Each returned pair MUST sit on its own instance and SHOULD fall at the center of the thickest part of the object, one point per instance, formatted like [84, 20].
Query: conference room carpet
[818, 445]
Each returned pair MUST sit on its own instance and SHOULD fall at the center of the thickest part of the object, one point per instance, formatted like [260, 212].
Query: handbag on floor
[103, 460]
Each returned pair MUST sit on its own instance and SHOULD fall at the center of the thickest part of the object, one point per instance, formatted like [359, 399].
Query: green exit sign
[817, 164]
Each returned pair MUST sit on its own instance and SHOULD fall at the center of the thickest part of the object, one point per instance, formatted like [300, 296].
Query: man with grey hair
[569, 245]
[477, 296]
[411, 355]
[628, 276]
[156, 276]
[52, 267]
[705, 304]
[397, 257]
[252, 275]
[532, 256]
+-------+
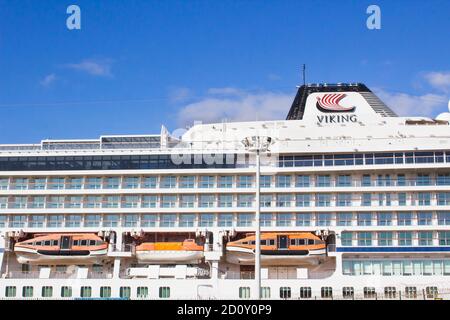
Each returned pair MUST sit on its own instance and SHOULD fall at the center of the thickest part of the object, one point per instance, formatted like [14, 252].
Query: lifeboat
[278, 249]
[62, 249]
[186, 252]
+-------+
◆ PROMPT
Using the listing, collect all lines in which the string "formatted" is found.

◆ OUTPUT BELOW
Each returned pair MUST sit on its own instance and SHOULD fall at the center of the thickest part of the object, one point per instance, formatted like [84, 20].
Each returned pair MUST sit on its own instance and SHOULD fall at the center of the thickest part of the object, one point per instance, formatted like [260, 212].
Each returned pair MUST sit on its own instance and SHOULD fall at the center of the thickest part of the object, one point per instance, formatted like [359, 399].
Each returned pair MUST sit on its own instance and SHOULD fall at the center of the thickest part of the object, one point per instance, formatted like [300, 296].
Each returned pair MUST sit on its own instance and SHOULD fall at the center of the thickest part of the object, one point per instance, formatted like [14, 252].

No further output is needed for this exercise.